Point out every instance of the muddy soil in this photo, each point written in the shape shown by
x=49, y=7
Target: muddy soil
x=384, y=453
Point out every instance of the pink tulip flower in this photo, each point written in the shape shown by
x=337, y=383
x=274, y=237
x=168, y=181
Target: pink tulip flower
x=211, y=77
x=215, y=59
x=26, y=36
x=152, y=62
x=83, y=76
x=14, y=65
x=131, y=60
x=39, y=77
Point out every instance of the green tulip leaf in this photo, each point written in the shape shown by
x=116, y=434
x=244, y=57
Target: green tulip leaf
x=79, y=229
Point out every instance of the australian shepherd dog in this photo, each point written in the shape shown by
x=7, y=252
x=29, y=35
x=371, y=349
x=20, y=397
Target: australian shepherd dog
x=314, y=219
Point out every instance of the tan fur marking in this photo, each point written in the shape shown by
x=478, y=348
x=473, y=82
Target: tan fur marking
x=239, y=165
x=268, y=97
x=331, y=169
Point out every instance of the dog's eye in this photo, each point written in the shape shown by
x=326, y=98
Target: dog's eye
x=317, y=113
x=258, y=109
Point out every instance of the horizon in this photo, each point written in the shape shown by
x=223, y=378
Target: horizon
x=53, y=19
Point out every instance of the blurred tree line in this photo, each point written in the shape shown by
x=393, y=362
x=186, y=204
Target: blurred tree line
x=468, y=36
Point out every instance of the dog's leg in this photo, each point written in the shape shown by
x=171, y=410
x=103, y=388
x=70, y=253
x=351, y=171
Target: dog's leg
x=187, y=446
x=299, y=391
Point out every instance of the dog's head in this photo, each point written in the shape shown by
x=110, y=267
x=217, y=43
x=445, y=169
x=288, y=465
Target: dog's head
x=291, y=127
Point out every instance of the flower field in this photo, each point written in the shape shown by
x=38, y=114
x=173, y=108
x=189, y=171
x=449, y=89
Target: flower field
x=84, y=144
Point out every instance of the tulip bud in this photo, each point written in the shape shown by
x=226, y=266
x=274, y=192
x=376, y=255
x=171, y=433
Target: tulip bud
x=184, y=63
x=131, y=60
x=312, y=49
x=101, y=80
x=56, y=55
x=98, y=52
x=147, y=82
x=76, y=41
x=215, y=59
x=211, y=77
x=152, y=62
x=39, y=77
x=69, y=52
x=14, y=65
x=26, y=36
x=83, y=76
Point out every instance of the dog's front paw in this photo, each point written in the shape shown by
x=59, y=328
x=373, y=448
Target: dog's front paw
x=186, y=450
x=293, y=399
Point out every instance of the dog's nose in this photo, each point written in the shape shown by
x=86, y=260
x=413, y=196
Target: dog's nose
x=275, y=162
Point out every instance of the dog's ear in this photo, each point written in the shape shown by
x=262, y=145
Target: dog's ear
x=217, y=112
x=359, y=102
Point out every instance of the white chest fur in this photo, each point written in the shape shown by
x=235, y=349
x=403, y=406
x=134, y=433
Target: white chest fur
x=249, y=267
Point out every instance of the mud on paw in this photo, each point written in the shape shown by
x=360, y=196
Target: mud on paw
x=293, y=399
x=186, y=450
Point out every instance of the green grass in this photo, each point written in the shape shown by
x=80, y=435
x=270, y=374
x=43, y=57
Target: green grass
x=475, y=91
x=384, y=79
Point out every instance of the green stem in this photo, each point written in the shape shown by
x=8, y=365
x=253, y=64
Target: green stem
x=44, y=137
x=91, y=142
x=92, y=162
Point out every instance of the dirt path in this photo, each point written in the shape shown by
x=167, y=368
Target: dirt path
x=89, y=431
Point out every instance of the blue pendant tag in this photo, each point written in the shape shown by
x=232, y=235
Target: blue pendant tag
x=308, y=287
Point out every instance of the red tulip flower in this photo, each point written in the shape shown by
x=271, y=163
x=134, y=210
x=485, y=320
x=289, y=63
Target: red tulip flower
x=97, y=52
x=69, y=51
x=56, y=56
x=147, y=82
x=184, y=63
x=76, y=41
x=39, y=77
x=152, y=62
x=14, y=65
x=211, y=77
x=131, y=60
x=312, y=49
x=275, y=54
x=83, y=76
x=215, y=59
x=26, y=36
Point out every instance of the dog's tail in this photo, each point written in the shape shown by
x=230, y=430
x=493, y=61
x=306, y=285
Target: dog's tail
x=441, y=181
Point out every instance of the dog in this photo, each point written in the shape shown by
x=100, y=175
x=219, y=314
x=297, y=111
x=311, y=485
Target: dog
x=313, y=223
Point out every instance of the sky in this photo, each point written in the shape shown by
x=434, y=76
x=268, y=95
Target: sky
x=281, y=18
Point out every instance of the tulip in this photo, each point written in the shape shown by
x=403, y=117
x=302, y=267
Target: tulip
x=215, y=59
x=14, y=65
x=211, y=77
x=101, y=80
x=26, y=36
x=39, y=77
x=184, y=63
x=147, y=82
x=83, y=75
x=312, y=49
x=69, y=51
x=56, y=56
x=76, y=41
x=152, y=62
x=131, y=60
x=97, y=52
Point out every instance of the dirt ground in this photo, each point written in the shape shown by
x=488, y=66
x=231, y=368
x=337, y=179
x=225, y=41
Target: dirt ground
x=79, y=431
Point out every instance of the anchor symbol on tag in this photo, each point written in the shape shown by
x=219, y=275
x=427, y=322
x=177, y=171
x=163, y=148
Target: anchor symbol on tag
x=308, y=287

» **Problem to work on**:
Copy all of the data above word for word, with nothing changed.

» **Exercise answer**:
Point out every instance of the muddy soil in this photo, each point written in the shape shown by
x=49, y=7
Target: muddy soil
x=384, y=453
Point out every instance of the pink tulip flower in this photo, each point written in the shape shown by
x=337, y=383
x=274, y=237
x=168, y=181
Target: pink tulip flower
x=211, y=77
x=215, y=59
x=26, y=36
x=152, y=62
x=83, y=76
x=14, y=65
x=131, y=60
x=39, y=77
Point out every instance of the green tulip leaf in this photo, each point written in the shape shown by
x=116, y=434
x=244, y=57
Target: green tulip leaf
x=79, y=229
Point out every instance of the australian shepherd dog in this photo, each point written in the shape shown by
x=7, y=252
x=29, y=35
x=371, y=349
x=20, y=397
Target: australian shepherd dog
x=314, y=219
Point out every instance of the tan fur marking in this photo, each point written in the shape shown by
x=478, y=348
x=473, y=82
Target: tan fur marking
x=239, y=165
x=268, y=97
x=331, y=169
Point out every instance of the dog's eye in this photo, each point written in the shape shown by
x=326, y=98
Target: dog's eye
x=317, y=113
x=258, y=109
Point out every instance of the horizon in this photo, each point written in the shape shown by
x=223, y=378
Target: horizon
x=53, y=19
Point out every instance of the blurred tree line in this photo, each point written in the shape shown by
x=393, y=362
x=186, y=204
Target: blurred tree line
x=468, y=36
Point out every instance of the dog's leg in this photo, each point written in the shape shown by
x=171, y=410
x=103, y=388
x=70, y=253
x=351, y=171
Target: dog's leg
x=187, y=446
x=299, y=391
Point out every instance of the dog's head in this photo, each point written in the shape shown by
x=110, y=267
x=217, y=43
x=445, y=169
x=288, y=465
Target: dog's head
x=291, y=127
Point out every instance of the flower field in this photo, each point written in the shape shown by
x=38, y=114
x=173, y=108
x=189, y=171
x=449, y=89
Target: flower field
x=84, y=144
Point out every instance of the tulip bud in this photo, each point written in the shape shown by
x=226, y=266
x=274, y=192
x=376, y=255
x=171, y=433
Target: tulip bud
x=184, y=63
x=131, y=60
x=312, y=49
x=101, y=80
x=56, y=55
x=98, y=52
x=147, y=82
x=76, y=41
x=215, y=59
x=211, y=77
x=152, y=62
x=39, y=77
x=69, y=52
x=14, y=65
x=26, y=36
x=83, y=76
Point out every instance of the dog's front paw in this photo, each point written in the shape shown by
x=59, y=328
x=373, y=448
Target: dog's front paw
x=186, y=450
x=293, y=399
Point out every instance of the dog's nose in this photo, each point written in the shape shown by
x=86, y=260
x=413, y=196
Target: dog's nose
x=275, y=162
Point out every instance of the dog's ear in this photo, each point written in the shape shown by
x=262, y=145
Target: dog's ear
x=217, y=112
x=359, y=102
Point out every instance of the white chest fur in this photo, each point written in the shape shown by
x=235, y=349
x=403, y=406
x=134, y=433
Target: white chest fur
x=249, y=267
Point out every instance of the mud on paw in this photo, each point written in the shape shown by
x=360, y=196
Target: mud on paw
x=293, y=399
x=186, y=450
Point out every instance of the green grass in this photo, each point written in the shape shown by
x=80, y=435
x=270, y=374
x=43, y=57
Target: green grass
x=475, y=91
x=384, y=79
Point out every instance of the green stem in this photo, each point written in the shape shown by
x=8, y=365
x=253, y=64
Target: green stem
x=44, y=137
x=91, y=142
x=92, y=162
Point out every instance of the dirt path in this photo, each point written in the shape shown by
x=167, y=368
Target: dirt path
x=89, y=431
Point out every instance of the blue pendant tag in this photo, each point written in the shape shown by
x=232, y=235
Target: blue pendant tag
x=308, y=287
Point out every instance of the red tulip flower in this photo, each point written in the shape shown by
x=271, y=163
x=134, y=210
x=485, y=320
x=289, y=63
Target: red tulip flower
x=97, y=52
x=69, y=51
x=56, y=56
x=147, y=82
x=184, y=63
x=76, y=41
x=39, y=77
x=152, y=62
x=14, y=65
x=211, y=77
x=131, y=60
x=312, y=49
x=275, y=54
x=83, y=76
x=215, y=59
x=26, y=36
Point out every instance of the dog's tail in this photo, each point written in the shape shown by
x=230, y=430
x=493, y=61
x=306, y=285
Target: dog's tail
x=441, y=181
Point out every instance of the dog in this photo, each point written in the shape shown by
x=100, y=175
x=219, y=314
x=297, y=111
x=311, y=485
Target: dog
x=313, y=223
Point out every instance of the sky in this photo, each point written in the shape shown by
x=434, y=76
x=268, y=95
Target: sky
x=281, y=18
Point out every instance of the tulip in this photo, each point written in the shape shown by
x=403, y=117
x=302, y=267
Target: tulip
x=215, y=59
x=14, y=65
x=211, y=77
x=101, y=80
x=26, y=36
x=39, y=77
x=184, y=63
x=147, y=82
x=83, y=75
x=312, y=49
x=69, y=51
x=56, y=56
x=76, y=41
x=152, y=62
x=131, y=60
x=97, y=52
Point out every instance of the dirt ground in this photo, each point written in the shape shown by
x=488, y=66
x=231, y=368
x=337, y=179
x=225, y=41
Target: dirt ground
x=79, y=431
Point out every instance of the anchor symbol on tag in this photo, each point written in the shape shown by
x=219, y=275
x=427, y=322
x=177, y=171
x=163, y=148
Target: anchor symbol on tag
x=308, y=287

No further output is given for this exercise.